What you need to do
Output everything in the data exactly, leaving the pictures out.

■ ■ ■

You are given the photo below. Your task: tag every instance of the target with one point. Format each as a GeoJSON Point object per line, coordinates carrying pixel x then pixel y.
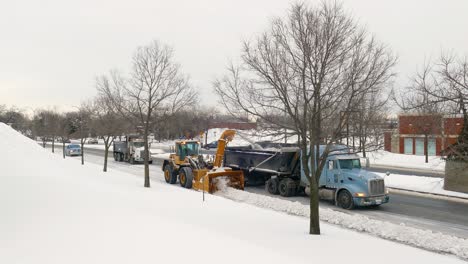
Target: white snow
{"type": "Point", "coordinates": [426, 239]}
{"type": "Point", "coordinates": [55, 210]}
{"type": "Point", "coordinates": [385, 158]}
{"type": "Point", "coordinates": [420, 184]}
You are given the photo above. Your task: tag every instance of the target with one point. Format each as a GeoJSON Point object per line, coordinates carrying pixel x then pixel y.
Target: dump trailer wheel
{"type": "Point", "coordinates": [186, 177]}
{"type": "Point", "coordinates": [345, 200]}
{"type": "Point", "coordinates": [271, 185]}
{"type": "Point", "coordinates": [287, 187]}
{"type": "Point", "coordinates": [169, 174]}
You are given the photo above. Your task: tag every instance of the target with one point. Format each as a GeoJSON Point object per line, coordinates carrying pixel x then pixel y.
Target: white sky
{"type": "Point", "coordinates": [51, 50]}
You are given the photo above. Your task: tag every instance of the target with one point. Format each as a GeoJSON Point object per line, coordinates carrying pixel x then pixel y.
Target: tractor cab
{"type": "Point", "coordinates": [187, 148]}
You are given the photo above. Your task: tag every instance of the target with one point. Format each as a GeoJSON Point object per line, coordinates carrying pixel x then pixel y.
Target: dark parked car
{"type": "Point", "coordinates": [211, 145]}
{"type": "Point", "coordinates": [73, 150]}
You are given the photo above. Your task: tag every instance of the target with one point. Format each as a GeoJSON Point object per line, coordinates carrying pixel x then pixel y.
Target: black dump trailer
{"type": "Point", "coordinates": [261, 165]}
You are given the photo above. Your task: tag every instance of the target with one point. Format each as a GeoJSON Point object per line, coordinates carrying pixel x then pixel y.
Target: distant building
{"type": "Point", "coordinates": [409, 136]}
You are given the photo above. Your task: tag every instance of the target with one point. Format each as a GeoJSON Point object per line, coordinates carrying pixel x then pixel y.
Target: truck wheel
{"type": "Point", "coordinates": [287, 188]}
{"type": "Point", "coordinates": [169, 174]}
{"type": "Point", "coordinates": [271, 185]}
{"type": "Point", "coordinates": [345, 200]}
{"type": "Point", "coordinates": [185, 177]}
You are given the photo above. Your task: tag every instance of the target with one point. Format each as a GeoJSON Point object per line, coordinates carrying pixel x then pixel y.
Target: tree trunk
{"type": "Point", "coordinates": [106, 154]}
{"type": "Point", "coordinates": [147, 181]}
{"type": "Point", "coordinates": [314, 226]}
{"type": "Point", "coordinates": [426, 152]}
{"type": "Point", "coordinates": [82, 152]}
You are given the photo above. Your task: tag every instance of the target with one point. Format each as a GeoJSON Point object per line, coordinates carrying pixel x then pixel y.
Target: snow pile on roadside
{"type": "Point", "coordinates": [425, 239]}
{"type": "Point", "coordinates": [419, 184]}
{"type": "Point", "coordinates": [386, 158]}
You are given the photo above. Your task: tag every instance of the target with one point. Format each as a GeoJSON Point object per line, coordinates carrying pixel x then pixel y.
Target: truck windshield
{"type": "Point", "coordinates": [349, 164]}
{"type": "Point", "coordinates": [138, 144]}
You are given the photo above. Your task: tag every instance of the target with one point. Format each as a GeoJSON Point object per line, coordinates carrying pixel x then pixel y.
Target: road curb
{"type": "Point", "coordinates": [430, 195]}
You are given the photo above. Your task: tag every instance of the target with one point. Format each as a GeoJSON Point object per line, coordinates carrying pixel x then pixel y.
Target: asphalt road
{"type": "Point", "coordinates": [406, 171]}
{"type": "Point", "coordinates": [448, 217]}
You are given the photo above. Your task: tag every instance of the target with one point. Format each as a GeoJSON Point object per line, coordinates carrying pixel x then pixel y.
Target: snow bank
{"type": "Point", "coordinates": [386, 158]}
{"type": "Point", "coordinates": [425, 239]}
{"type": "Point", "coordinates": [58, 211]}
{"type": "Point", "coordinates": [419, 184]}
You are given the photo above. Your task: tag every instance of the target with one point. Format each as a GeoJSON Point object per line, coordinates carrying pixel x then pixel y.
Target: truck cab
{"type": "Point", "coordinates": [344, 181]}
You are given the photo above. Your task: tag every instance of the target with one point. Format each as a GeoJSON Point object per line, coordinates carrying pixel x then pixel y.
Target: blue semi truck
{"type": "Point", "coordinates": [342, 181]}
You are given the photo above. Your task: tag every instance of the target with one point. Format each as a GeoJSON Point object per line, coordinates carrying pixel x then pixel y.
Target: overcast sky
{"type": "Point", "coordinates": [51, 50]}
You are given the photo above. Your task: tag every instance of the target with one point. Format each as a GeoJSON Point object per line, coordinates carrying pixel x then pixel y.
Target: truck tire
{"type": "Point", "coordinates": [287, 187]}
{"type": "Point", "coordinates": [345, 200]}
{"type": "Point", "coordinates": [169, 174]}
{"type": "Point", "coordinates": [271, 185]}
{"type": "Point", "coordinates": [185, 177]}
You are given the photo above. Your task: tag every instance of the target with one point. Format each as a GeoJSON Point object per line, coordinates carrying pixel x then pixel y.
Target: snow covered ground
{"type": "Point", "coordinates": [386, 158]}
{"type": "Point", "coordinates": [57, 211]}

■ ■ ■

Solution to the exercise
You are given the photo below. Your task: tag every instance of the target with one point. Format each as a GeoJSON Point object per line, coordinates carrying pixel x then pixel y.
Target: white snow
{"type": "Point", "coordinates": [426, 239]}
{"type": "Point", "coordinates": [55, 210]}
{"type": "Point", "coordinates": [385, 158]}
{"type": "Point", "coordinates": [420, 184]}
You are given the photo above. Your task: tag every instance of the target with one point. Format each as a GeoJSON Point object per line, coordinates carrying pixel x then pixel y.
Target: dump trailer wheel
{"type": "Point", "coordinates": [186, 177]}
{"type": "Point", "coordinates": [345, 200]}
{"type": "Point", "coordinates": [271, 185]}
{"type": "Point", "coordinates": [287, 187]}
{"type": "Point", "coordinates": [169, 174]}
You are given the photo above. Your task: tag every instance of the target with one point. Format each as a GeoJSON Point object per line, coordinates carrying pixel x then pixel y.
Target: white sky
{"type": "Point", "coordinates": [51, 50]}
You are given the photo above. Your task: tag every instance of the target with one point. Format each as a GeoJSON Point object per line, coordinates carrying pixel x then pixel y.
Target: tractor cab
{"type": "Point", "coordinates": [187, 148]}
You are given the photo above. Your task: tag every instance of the target with one point. Format each as a GeoJSON Point object per line, coordinates carrying pixel x then pixel y.
Target: dark parked car
{"type": "Point", "coordinates": [211, 145]}
{"type": "Point", "coordinates": [73, 150]}
You are given the photo above. Your task: tag every instance of the target with one point. Format each as a GeoJSON Point object per line, coordinates carrying pixel x then pixel y.
Target: black dump trailer
{"type": "Point", "coordinates": [261, 165]}
You are given the photo above. Your task: tag every instance of the target with one point. Format each as a GeoJSON Point object per line, coordinates carrying pixel x then pixel y.
Target: distant building
{"type": "Point", "coordinates": [409, 136]}
You are given the photo above. Your task: tag every instance of the target with one point. Format each as a GeoJSON Point object per line, coordinates carrying pixel x then pixel y.
Target: truck wheel
{"type": "Point", "coordinates": [287, 188]}
{"type": "Point", "coordinates": [169, 174]}
{"type": "Point", "coordinates": [271, 185]}
{"type": "Point", "coordinates": [345, 200]}
{"type": "Point", "coordinates": [185, 177]}
You are given the photo above. Your task: tag every instance of the target with one point. Format each as a GeoJSON Point object per line, coordinates carrying pixel x then pixel y.
Target: tree trunk
{"type": "Point", "coordinates": [106, 154]}
{"type": "Point", "coordinates": [147, 181]}
{"type": "Point", "coordinates": [314, 226]}
{"type": "Point", "coordinates": [426, 152]}
{"type": "Point", "coordinates": [82, 152]}
You are given the photo above. Your task: tag every instance of the target with one point. Format each as a GeoJSON Point object per line, coordinates carrying pixel x then pixel y.
Target: snow pile on roadside
{"type": "Point", "coordinates": [425, 239]}
{"type": "Point", "coordinates": [419, 184]}
{"type": "Point", "coordinates": [386, 158]}
You are given the photo above. Your task: tag every instance of the target with one point. Format each as a GeoJSON Point object per line, coordinates carrying pixel x then pixel y.
Target: truck windshield
{"type": "Point", "coordinates": [349, 164]}
{"type": "Point", "coordinates": [138, 144]}
You are given the photo above. Your task: tag every instance of the target with one point. Format each as a GeoJSON Point object per line, coordinates carrying pixel x then pixel y.
Target: road curb
{"type": "Point", "coordinates": [430, 195]}
You are given the photo above. Your task: tag every instance of the target with one point. Format each as a GeoJSON Point object per line, coordinates carrying pixel x then pixel y.
Target: asphalt road
{"type": "Point", "coordinates": [406, 171]}
{"type": "Point", "coordinates": [448, 217]}
You are given the photo above. Your task: tag every instance of the target with one point. Format each as a GeoJSON Point object per line, coordinates carrying pixel x then pixel y.
Target: snow bank
{"type": "Point", "coordinates": [386, 158]}
{"type": "Point", "coordinates": [425, 239]}
{"type": "Point", "coordinates": [58, 211]}
{"type": "Point", "coordinates": [419, 184]}
You are given the photo above. Your task: tag every instance of the target with one point. Format each as a GeoJSON Point object per line, coordinates carrying pixel x then pixel y.
Target: truck cab
{"type": "Point", "coordinates": [344, 181]}
You are given the photo above. Your task: tag every instance of the target with one point. Format each as a GeoJSON Point object per line, coordinates carrying pixel x then pixel y.
Target: blue semi truck
{"type": "Point", "coordinates": [342, 181]}
You are given the photo above. Your task: tag every instance of the target with one point. Format each as a GeoJSON Point object per line, coordinates carrying pixel x then pixel y.
Target: overcast sky
{"type": "Point", "coordinates": [51, 50]}
You are given the photo above. Your task: tag every instance of the target with one point. Format each as a GeoJSON Point object per line, coordinates carrying pixel x then pixel y.
Target: truck tire
{"type": "Point", "coordinates": [287, 187]}
{"type": "Point", "coordinates": [345, 200]}
{"type": "Point", "coordinates": [169, 174]}
{"type": "Point", "coordinates": [271, 185]}
{"type": "Point", "coordinates": [185, 177]}
You are given the photo above. Your task: tag every instance of the target with one point. Format each as a GeoJSON Point object per line, coordinates carrying pixel x then pixel y.
Target: snow covered ground
{"type": "Point", "coordinates": [386, 158]}
{"type": "Point", "coordinates": [57, 211]}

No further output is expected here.